**GOAL:** Return the whole listing, keeping every character the same.

**RAW RECORDS:**
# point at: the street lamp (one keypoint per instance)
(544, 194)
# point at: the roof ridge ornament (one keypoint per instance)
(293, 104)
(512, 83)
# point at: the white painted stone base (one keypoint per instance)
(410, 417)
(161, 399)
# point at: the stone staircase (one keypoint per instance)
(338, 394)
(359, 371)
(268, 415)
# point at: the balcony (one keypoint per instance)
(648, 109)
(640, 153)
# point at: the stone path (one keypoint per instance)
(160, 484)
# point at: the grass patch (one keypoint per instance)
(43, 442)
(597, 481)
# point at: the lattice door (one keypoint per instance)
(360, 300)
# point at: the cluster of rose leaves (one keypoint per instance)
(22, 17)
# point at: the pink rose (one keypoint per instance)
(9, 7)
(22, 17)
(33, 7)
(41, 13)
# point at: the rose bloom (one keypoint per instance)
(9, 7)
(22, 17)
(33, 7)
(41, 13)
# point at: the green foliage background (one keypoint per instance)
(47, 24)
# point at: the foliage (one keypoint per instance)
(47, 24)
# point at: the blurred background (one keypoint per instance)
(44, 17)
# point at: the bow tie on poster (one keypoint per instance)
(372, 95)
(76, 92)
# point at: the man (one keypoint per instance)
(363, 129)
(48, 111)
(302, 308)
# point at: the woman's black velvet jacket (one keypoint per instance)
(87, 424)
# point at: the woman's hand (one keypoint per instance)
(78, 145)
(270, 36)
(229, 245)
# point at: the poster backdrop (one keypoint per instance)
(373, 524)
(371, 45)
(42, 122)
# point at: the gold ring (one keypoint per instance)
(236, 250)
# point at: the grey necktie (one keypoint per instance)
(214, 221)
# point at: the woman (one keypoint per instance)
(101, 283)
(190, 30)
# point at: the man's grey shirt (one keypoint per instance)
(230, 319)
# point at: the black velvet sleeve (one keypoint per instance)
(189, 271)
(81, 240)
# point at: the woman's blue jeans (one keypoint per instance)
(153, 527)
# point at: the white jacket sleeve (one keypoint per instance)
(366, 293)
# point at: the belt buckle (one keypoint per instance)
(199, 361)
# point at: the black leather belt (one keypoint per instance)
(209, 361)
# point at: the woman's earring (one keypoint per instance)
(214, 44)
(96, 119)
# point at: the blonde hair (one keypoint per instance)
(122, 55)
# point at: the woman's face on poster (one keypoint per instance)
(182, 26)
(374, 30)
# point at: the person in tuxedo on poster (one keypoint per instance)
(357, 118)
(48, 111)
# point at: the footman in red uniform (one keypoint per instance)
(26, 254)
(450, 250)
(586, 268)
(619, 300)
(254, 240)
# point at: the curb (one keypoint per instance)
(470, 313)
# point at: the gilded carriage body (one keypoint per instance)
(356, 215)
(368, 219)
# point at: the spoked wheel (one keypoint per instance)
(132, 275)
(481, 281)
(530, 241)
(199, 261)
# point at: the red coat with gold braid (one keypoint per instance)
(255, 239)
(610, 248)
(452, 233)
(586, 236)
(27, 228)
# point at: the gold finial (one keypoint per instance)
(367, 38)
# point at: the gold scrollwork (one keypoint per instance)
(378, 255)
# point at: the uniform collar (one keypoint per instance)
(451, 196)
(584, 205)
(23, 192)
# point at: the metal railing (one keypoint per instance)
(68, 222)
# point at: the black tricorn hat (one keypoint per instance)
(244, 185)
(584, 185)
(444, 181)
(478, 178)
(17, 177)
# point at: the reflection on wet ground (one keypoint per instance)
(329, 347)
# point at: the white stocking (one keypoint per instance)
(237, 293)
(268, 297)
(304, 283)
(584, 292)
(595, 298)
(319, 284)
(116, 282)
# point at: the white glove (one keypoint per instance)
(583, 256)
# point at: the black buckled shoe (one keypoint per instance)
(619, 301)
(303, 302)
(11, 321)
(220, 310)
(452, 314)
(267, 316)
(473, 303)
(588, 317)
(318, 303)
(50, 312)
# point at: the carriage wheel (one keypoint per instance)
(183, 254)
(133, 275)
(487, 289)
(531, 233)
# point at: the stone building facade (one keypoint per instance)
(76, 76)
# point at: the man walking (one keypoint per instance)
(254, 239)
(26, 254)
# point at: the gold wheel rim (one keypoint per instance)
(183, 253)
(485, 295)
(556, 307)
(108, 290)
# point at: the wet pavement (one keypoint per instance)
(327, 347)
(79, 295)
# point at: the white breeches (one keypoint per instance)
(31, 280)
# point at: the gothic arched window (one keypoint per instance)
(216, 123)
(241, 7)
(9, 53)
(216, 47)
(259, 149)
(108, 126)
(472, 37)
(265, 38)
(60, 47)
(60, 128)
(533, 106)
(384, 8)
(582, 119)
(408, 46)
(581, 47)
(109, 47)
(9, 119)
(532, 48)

**FINAL RESULT:**
# point at: the street lamp (one keypoint per instance)
(544, 194)
# point at: the roof ridge ornament (one keypoint per instance)
(293, 104)
(512, 83)
# point at: the white painted stone base (one keypoint per instance)
(410, 417)
(161, 399)
# point at: the stone staircase (one keypoint per instance)
(338, 394)
(359, 371)
(268, 415)
# point at: the balcony (one keypoint per instance)
(648, 109)
(640, 153)
# point at: the stone path (one keypoint per instance)
(160, 484)
# point at: the grass patch (one keypoint per instance)
(43, 442)
(597, 481)
# point at: the lattice door (one keypoint per instance)
(360, 300)
# point at: the cluster of rose leaves (one keypoint per instance)
(22, 17)
# point at: the pink rose (one keypoint per instance)
(9, 7)
(22, 17)
(33, 7)
(41, 13)
# point at: the rose bloom (one keypoint per instance)
(9, 7)
(22, 17)
(33, 7)
(41, 13)
# point at: the green foliage background (one keypoint per instance)
(47, 24)
# point at: the foliage (one keypoint per instance)
(47, 24)
# point at: the blurred background (one keypoint per instance)
(44, 17)
# point at: the bow tie on poster (one keypoint per instance)
(372, 95)
(76, 92)
# point at: the man (one keypoint per instance)
(363, 129)
(48, 111)
(302, 308)
# point at: the woman's black velvet jacket (one keypoint per instance)
(87, 424)
# point at: the woman's hand (one keypoint per instance)
(78, 145)
(270, 36)
(229, 245)
# point at: the poster backdrop (one keypoint per instance)
(373, 524)
(371, 45)
(42, 122)
# point at: the gold ring (one keypoint per instance)
(236, 250)
# point at: the grey necktie (one keypoint per instance)
(214, 221)
# point at: the woman (one keypoint per instance)
(101, 283)
(190, 30)
# point at: the man's grey shirt (one keypoint per instance)
(230, 319)
# point at: the black velvet sleeve (one keypoint per instance)
(189, 271)
(81, 240)
# point at: the woman's blue jeans (one keypoint per instance)
(153, 527)
# point at: the white jacket sleeve (one keypoint per instance)
(366, 293)
# point at: the belt buckle (one keypoint per instance)
(199, 361)
# point at: the black leather belt (one keypoint per instance)
(209, 361)
# point at: the woman's earring (one keypoint per instance)
(214, 44)
(96, 119)
# point at: the blonde hair (one keypoint per instance)
(122, 55)
# point at: the woman's face on poster (one keypoint per instance)
(182, 26)
(374, 30)
# point at: the person in tuxedo on poster (one keypoint per instance)
(357, 118)
(48, 111)
# point at: the footman in red uniform (one keypoint per instance)
(26, 254)
(450, 250)
(586, 268)
(619, 300)
(254, 240)
# point at: the curb (one keypoint per instance)
(470, 313)
# point at: the gilded carriage body (one keypoint per instance)
(356, 215)
(368, 219)
# point at: the spoked wheel (one keypoint per instance)
(132, 275)
(481, 281)
(530, 241)
(199, 261)
# point at: the red coat with gold braid (one keypoint per instance)
(255, 239)
(610, 248)
(452, 233)
(586, 236)
(27, 228)
# point at: the gold finial (one keypoint per instance)
(367, 38)
# point at: the gold scrollwork (one keypoint per instance)
(378, 255)
# point at: the uniform collar (one keypoint per instance)
(451, 196)
(584, 205)
(23, 192)
# point at: the metal railing (one keypoint per instance)
(68, 222)
# point at: the black tricorn hat (one keypoint per instance)
(244, 185)
(584, 185)
(444, 181)
(478, 178)
(17, 177)
# point at: the reflection on wet ground (one keypoint per instance)
(329, 347)
# point at: the white stocking (one keypoint per instance)
(237, 293)
(268, 297)
(304, 283)
(584, 292)
(595, 298)
(319, 284)
(116, 282)
# point at: the white glove (one keypoint per instance)
(583, 256)
# point at: the black buckled shoe (one keypoint per instance)
(619, 301)
(303, 302)
(11, 321)
(220, 310)
(452, 314)
(267, 316)
(473, 303)
(588, 317)
(318, 303)
(50, 312)
# point at: the carriage wheel (one keypoint per instance)
(183, 254)
(133, 275)
(487, 289)
(531, 233)
# point at: the stone building facade (one keypoint per instance)
(76, 76)
# point at: the man walking (one keypoint per instance)
(254, 239)
(26, 254)
# point at: the gold wheel rim (one keypoint per instance)
(183, 253)
(485, 295)
(556, 307)
(108, 290)
# point at: the wet pavement (one keypoint per instance)
(327, 347)
(79, 295)
# point at: the white breeches (one keypoint per instance)
(31, 280)
# point at: the gothic arched window (one keypoint per instance)
(216, 123)
(241, 7)
(9, 53)
(216, 47)
(259, 149)
(108, 126)
(472, 37)
(265, 38)
(60, 47)
(60, 128)
(533, 106)
(384, 8)
(582, 119)
(408, 46)
(581, 47)
(109, 47)
(9, 119)
(532, 48)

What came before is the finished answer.